EXERCISE OBJECTIVE
From the entries below, return only the lines starting at the one that contains "Target: white insulated wall" and ending at the one that contains "the white cloud.", exactly as they stand.

____ GIVEN RECORDS

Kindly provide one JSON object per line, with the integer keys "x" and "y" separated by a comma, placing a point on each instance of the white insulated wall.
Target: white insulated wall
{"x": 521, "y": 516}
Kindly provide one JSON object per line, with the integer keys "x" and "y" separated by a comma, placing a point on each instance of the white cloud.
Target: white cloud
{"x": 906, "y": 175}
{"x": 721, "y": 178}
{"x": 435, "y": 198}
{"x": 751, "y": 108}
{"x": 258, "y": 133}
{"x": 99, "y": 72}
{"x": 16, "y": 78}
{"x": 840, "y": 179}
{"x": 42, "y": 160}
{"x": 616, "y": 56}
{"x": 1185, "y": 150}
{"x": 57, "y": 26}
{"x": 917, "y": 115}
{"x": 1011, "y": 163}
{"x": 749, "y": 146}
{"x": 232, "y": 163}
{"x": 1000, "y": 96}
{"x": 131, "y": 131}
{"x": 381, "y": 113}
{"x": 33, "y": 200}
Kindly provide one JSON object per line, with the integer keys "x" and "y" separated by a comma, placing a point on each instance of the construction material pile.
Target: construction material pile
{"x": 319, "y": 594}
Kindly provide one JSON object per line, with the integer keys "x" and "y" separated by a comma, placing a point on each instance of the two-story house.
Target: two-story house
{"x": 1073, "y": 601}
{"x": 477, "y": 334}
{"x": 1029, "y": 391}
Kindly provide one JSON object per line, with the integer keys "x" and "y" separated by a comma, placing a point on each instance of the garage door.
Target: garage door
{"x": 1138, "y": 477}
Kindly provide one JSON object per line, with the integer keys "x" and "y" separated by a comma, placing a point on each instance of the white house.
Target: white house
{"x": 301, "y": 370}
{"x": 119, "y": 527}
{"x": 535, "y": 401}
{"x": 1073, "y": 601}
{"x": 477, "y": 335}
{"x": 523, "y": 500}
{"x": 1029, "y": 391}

________

RESPONSE AREA
Target: white insulated wall
{"x": 521, "y": 516}
Kindly provide one JSON object per line, with the integer keys "x" and "y" separated by a comma, placing a point on each instance of the white cloud.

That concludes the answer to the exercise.